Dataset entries
────────

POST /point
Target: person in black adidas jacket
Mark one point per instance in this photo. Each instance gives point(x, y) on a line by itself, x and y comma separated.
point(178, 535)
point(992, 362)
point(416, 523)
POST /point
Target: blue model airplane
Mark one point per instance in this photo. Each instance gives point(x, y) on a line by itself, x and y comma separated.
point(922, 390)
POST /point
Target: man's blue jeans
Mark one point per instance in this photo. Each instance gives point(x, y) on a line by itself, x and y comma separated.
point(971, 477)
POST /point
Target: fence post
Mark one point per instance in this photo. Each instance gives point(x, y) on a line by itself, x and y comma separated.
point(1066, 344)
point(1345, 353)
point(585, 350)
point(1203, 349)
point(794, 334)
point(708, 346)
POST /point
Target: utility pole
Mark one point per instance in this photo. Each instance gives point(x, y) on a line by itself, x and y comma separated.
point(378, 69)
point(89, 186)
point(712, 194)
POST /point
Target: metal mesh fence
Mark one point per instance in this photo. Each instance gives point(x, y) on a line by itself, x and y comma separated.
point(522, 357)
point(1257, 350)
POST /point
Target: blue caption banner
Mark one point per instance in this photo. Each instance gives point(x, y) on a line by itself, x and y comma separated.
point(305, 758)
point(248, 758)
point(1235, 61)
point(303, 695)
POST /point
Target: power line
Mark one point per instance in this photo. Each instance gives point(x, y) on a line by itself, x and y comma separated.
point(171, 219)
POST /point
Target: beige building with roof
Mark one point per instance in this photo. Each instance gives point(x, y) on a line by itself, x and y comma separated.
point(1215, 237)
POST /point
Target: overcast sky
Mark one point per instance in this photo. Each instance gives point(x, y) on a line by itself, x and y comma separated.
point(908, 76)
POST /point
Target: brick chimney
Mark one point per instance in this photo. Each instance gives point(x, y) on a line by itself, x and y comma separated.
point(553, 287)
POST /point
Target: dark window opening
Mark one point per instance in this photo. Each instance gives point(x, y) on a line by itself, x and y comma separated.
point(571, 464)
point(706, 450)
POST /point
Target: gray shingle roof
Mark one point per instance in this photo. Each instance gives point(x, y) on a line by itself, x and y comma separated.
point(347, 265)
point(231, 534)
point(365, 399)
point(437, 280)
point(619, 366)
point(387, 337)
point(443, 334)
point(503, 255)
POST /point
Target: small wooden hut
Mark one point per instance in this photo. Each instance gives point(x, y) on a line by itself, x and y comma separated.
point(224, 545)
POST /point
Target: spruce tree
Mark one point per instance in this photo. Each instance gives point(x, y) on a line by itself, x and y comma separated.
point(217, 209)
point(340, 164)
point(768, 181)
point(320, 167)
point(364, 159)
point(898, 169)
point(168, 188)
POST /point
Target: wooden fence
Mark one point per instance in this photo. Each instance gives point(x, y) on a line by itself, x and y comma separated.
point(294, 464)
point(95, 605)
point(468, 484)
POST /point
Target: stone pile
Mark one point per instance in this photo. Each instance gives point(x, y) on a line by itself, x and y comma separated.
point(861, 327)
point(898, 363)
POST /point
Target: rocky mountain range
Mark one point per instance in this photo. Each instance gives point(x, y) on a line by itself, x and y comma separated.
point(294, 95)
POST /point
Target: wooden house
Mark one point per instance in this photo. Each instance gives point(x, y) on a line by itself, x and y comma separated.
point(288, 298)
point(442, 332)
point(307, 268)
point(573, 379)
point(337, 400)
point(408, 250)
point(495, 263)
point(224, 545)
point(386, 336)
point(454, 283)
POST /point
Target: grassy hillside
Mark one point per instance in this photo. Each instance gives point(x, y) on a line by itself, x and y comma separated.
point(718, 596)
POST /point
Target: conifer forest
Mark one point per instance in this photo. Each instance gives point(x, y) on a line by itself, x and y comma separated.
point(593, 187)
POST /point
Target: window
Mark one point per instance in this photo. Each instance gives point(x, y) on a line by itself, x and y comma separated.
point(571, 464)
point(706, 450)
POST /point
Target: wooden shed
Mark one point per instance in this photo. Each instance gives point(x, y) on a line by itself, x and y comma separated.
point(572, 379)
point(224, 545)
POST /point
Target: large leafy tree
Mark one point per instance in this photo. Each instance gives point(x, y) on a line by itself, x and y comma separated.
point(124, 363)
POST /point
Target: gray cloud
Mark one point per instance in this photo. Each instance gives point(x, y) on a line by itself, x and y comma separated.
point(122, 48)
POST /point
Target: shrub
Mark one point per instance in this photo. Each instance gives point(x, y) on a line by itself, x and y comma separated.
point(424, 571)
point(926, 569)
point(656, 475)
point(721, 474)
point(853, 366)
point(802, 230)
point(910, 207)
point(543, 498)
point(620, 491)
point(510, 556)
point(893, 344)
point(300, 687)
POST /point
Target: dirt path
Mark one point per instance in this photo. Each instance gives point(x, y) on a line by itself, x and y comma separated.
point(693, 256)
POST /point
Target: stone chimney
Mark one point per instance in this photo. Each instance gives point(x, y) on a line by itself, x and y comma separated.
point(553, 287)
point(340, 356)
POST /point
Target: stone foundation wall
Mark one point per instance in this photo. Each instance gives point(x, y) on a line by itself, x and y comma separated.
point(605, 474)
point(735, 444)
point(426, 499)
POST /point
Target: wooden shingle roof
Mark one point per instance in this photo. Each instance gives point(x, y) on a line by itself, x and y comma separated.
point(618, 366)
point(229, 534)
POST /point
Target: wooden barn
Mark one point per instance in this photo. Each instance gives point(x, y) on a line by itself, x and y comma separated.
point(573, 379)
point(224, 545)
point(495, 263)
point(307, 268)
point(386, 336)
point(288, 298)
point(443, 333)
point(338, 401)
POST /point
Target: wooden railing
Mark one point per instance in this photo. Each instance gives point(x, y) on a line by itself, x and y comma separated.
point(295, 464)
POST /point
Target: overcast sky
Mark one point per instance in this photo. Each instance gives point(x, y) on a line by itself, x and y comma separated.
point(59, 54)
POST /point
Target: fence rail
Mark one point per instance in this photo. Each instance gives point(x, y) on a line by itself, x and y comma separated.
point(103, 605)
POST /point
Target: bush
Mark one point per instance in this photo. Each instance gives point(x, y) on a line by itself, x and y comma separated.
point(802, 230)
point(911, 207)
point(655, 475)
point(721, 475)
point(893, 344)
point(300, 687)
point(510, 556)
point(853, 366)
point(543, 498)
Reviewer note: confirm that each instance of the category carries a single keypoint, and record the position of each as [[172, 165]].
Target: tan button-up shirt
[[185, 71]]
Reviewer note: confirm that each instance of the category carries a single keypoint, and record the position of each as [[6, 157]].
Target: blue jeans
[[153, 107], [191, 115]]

────────

#### WORK INSTRUCTIONS:
All entries are to be copied exactly as they read.

#### PROBLEM SOLUTION:
POST /point
Target: person in black adidas jacket
Mark one point per instance in this photo. Each instance gives point(x, y) on a line by itself, x and y comma separated.
point(178, 535)
point(992, 362)
point(416, 523)
POST /point
Target: blue model airplane
Mark one point per instance in this photo. Each instance gives point(x, y) on a line by itself, x and y comma separated.
point(922, 390)
POST /point
Target: man's blue jeans
Mark one point per instance in this photo. Each instance gives point(x, y) on a line by itself, x and y comma separated.
point(971, 477)
POST /point
Target: fence post
Mark one point per instance in this photo. Each instance gives point(x, y) on a line by itself, x and y comma separated.
point(1066, 344)
point(1345, 353)
point(585, 350)
point(1203, 349)
point(794, 334)
point(708, 346)
POST /point
Target: utility pole
Mark one point per instance in this photo. Each instance gives point(x, y) on a line by itself, x and y comma separated.
point(378, 69)
point(89, 186)
point(712, 194)
POST /point
Target: metal mesh fence
Mark one point per instance in this photo. Each instance gives point(x, y) on a line by itself, x and y comma separated.
point(522, 357)
point(1257, 350)
POST /point
Target: blue caption banner
Mark one point per instance in this photo. Each instance gives point(x, y) on a line by itself, x and y comma separated.
point(305, 758)
point(248, 758)
point(1235, 61)
point(303, 695)
POST /point
Target: power line
Mark one point per instance in this photo. Each instance gives point(x, y) on a line by itself, x and y comma separated.
point(171, 219)
POST /point
Target: beige building with roof
Mark one point per instance in this photo. Each instance gives point(x, y) on a line by itself, x and y comma separated.
point(1215, 237)
POST /point
Target: overcast sky
Mark one point per instance in this photo. Each instance gives point(x, y) on a line by itself, x and y comma separated.
point(908, 76)
POST /point
Target: brick chimney
Mark one point per instance in this photo. Each instance gives point(x, y) on a line by itself, x and y comma separated.
point(553, 287)
POST /point
Target: dark window opening
Mark one point per instance in this photo. Each instance gives point(x, y) on a line by itself, x and y comma separated.
point(571, 464)
point(706, 450)
POST /point
Target: gray shingle roof
Mark one point per instance in this photo. Each instance gives point(x, y) on a line by itself, x and y comma separated.
point(347, 265)
point(231, 534)
point(365, 399)
point(437, 280)
point(619, 366)
point(387, 337)
point(443, 334)
point(503, 255)
POST /point
Target: small wooden hut
Mark one point per instance in this photo. Each instance gives point(x, y) on a line by itself, x and y comma separated.
point(224, 545)
POST /point
Target: spruce tree
Mark one point per instance in this photo. Each instance gives point(x, y) on a line by itself, x and y comma separated.
point(217, 209)
point(340, 164)
point(768, 181)
point(320, 167)
point(364, 159)
point(898, 169)
point(168, 188)
POST /point
Target: wooden fence
Mark one point per instance in this photo. Each instance gives point(x, y) on a line by itself, x and y comma separated.
point(294, 464)
point(95, 605)
point(468, 484)
POST /point
Target: stone pile
Mark one point per instance in this photo. Each instance gives point(x, y) on a line by itself, x and y comma separated.
point(861, 327)
point(898, 363)
POST /point
Target: rocky mountain range
Mark one point per instance in this photo. Each instance gives point(x, y) on a line by itself, x and y comma separated.
point(294, 95)
POST /point
Target: wooden house
Mark one point per instance in this photo. Each instance gives point(x, y) on a line by itself, x and y comma separated.
point(288, 298)
point(442, 332)
point(307, 268)
point(573, 379)
point(337, 400)
point(408, 250)
point(495, 263)
point(224, 545)
point(386, 336)
point(454, 283)
POST /point
Target: grassy hillside
Mark one point per instance in this photo. Each instance gives point(x, y) on a line by itself, x and y comma separated.
point(718, 596)
POST /point
Target: conifer forest
Mark one point per instance in this photo. Each instance gives point(x, y) on a line by itself, x and y comma separated.
point(593, 187)
POST /point
Target: window
Mark one point per instance in this photo. Each instance gives point(x, y) on a line by itself, x and y comma separated.
point(571, 464)
point(706, 450)
POST /point
Target: wooden shed
Mark one point per instance in this photo. Each instance gives point(x, y) on a line by itself, x and y comma separated.
point(572, 379)
point(224, 545)
POST /point
Target: large leafy tree
Mark one point per instance in this photo. Each instance gives point(x, y) on a line by itself, x and y comma separated.
point(124, 363)
POST /point
Target: gray cloud
Mark one point per instance in this photo. Each instance gives point(x, y) on a line by itself, x and y comma separated.
point(122, 48)
POST /point
Target: shrub
Mark one point per instance in this photo. Each instance gives point(x, y) on a line by itself, x and y comma separated.
point(424, 571)
point(926, 569)
point(656, 475)
point(721, 474)
point(853, 366)
point(802, 230)
point(910, 207)
point(543, 498)
point(620, 491)
point(510, 556)
point(893, 344)
point(300, 687)
POST /point
Target: dirt path
Mark one point per instance in this photo. Each instance gives point(x, y) on a line by itself, x and y comma separated.
point(693, 256)
POST /point
Target: stone chimney
Mark one point per instance in this photo. Each instance gives point(x, y) on a line by itself, x and y comma separated.
point(553, 287)
point(340, 356)
POST /point
Target: stone foundation wall
Mark one point per instance in this photo. Each instance gives point(x, y) on a line by itself, x and y comma separated.
point(605, 474)
point(735, 444)
point(426, 499)
POST /point
Target: wooden shingle roof
Mark one point per instance in this photo. Each instance gives point(x, y) on a line by itself, x and y comma separated.
point(618, 366)
point(229, 534)
POST /point
Target: wooden barn
Mark one point per instance in this photo. Each instance gives point(x, y) on a line by itself, x and y comma separated.
point(573, 379)
point(224, 545)
point(495, 263)
point(307, 268)
point(386, 336)
point(288, 298)
point(443, 333)
point(338, 401)
POST /point
Target: wooden railing
Mark one point per instance in this photo. Each instance gives point(x, y) on a line by itself, x and y comma separated.
point(295, 464)
POST /point
Target: overcast sky
Mark one point per instance in this photo. Each instance gives point(x, y) on a line by itself, x and y comma separated.
point(59, 54)
POST /point
Target: fence rail
Mark one point per instance in this photo. Each instance gives point(x, y) on a line by itself, x and y comma separated.
point(103, 605)
POST /point
Target: bush
Mark one point per instance in this photo. Each instance gives point(x, y) on a line by itself, x and y comma separated.
point(802, 230)
point(911, 207)
point(655, 475)
point(721, 475)
point(893, 344)
point(300, 687)
point(510, 556)
point(853, 366)
point(543, 498)
Reviewer note: confirm that each instance of the category carries a single keypoint, and record the position of each as [[172, 165]].
Target: tan button-up shirt
[[185, 71]]
Reviewer note: confirm that each instance of the category carries a single keypoint, and record the position of each as [[6, 157]].
Target: blue jeans
[[153, 107], [191, 115]]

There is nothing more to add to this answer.